THE FINEST HOURS (12A)
3 stars
Heroes emerge in times of adversity and in Disney’s resolutely old-fashioned drama of gallantry at sea, the unlikely hero is a shy 1950s coastguard, who is a stickler for the regulations and willingly risks his life because the job demands it.
“They say you gotta go out. They don’t say you gotta come back in,” he observes sombrely.
The challenge faced by this selfless boatswain’s mate in The Finest Hours seems insurmountable: to rescue the crew of a stricken oil tanker in a 36ft-long motor lifeboat that could splinter on the wild Atlantic Ocean during the biggest storm to hit the east coast of the US.
Director Craig Gillespie captains the waterlogged heroics with a steady hand, ebbing and flowing between action sequences aboard the tanker and lifeboat, and agonising moments of regret back on Cape Cod as friends and family wait for news of the seamen.
It’s a classic tale of triumph against adversity and Scott Silver, Paul Tamasy and Eric Johnson’s script confidently plucks heartstrings as it seems the Coastguard crew will fall to the might of Mother Nature.
Boatswain’s mate first class Bernie Webber (Chris Pine) meets strong-willed and sassy telephone exchange operator Miriam Penttinen (Holliday Grainger) in November 1951.
Their whirlwind romance leads to a marriage proposal, but Coastguard regulations dictate that Bernie must ask the permission of Chief Warrant Officer Daniel Cluff (Eric Bana), who oversees the lifeboat station at Chatham, Massachusetts.

### [What you need to do]
Copy out the review of The Finest Hours above in full, word for word, from the title line to the final sentence.

### [Collected data]
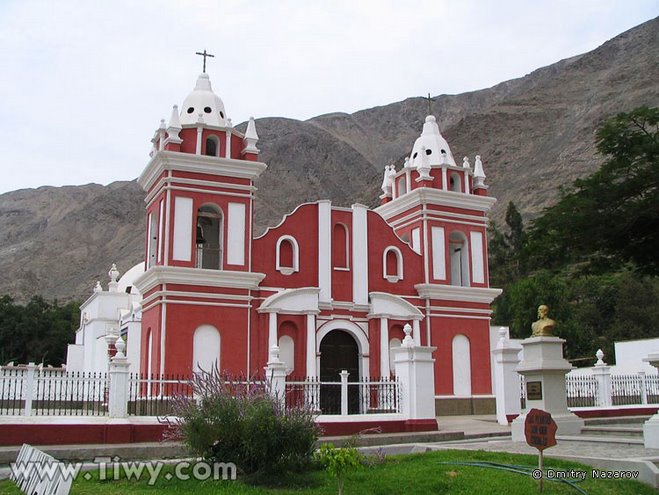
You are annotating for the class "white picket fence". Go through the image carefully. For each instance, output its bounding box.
[519,371,659,408]
[0,363,401,416]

### [Result for this exercise]
THE FINEST HOURS (12A)
3 stars
Heroes emerge in times of adversity and in Disney’s resolutely old-fashioned drama of gallantry at sea, the unlikely hero is a shy 1950s coastguard, who is a stickler for the regulations and willingly risks his life because the job demands it.
“They say you gotta go out. They don’t say you gotta come back in,” he observes sombrely.
The challenge faced by this selfless boatswain’s mate in The Finest Hours seems insurmountable: to rescue the crew of a stricken oil tanker in a 36ft-long motor lifeboat that could splinter on the wild Atlantic Ocean during the biggest storm to hit the east coast of the US.
Director Craig Gillespie captains the waterlogged heroics with a steady hand, ebbing and flowing between action sequences aboard the tanker and lifeboat, and agonising moments of regret back on Cape Cod as friends and family wait for news of the seamen.
It’s a classic tale of triumph against adversity and Scott Silver, Paul Tamasy and Eric Johnson’s script confidently plucks heartstrings as it seems the Coastguard crew will fall to the might of Mother Nature.
Boatswain’s mate first class Bernie Webber (Chris Pine) meets strong-willed and sassy telephone exchange operator Miriam Penttinen (Holliday Grainger) in November 1951.
Their whirlwind romance leads to a marriage proposal, but Coastguard regulations dictate that Bernie must ask the permission of Chief Warrant Officer Daniel Cluff (Eric Bana), who oversees the lifeboat station at Chatham, Massachusetts.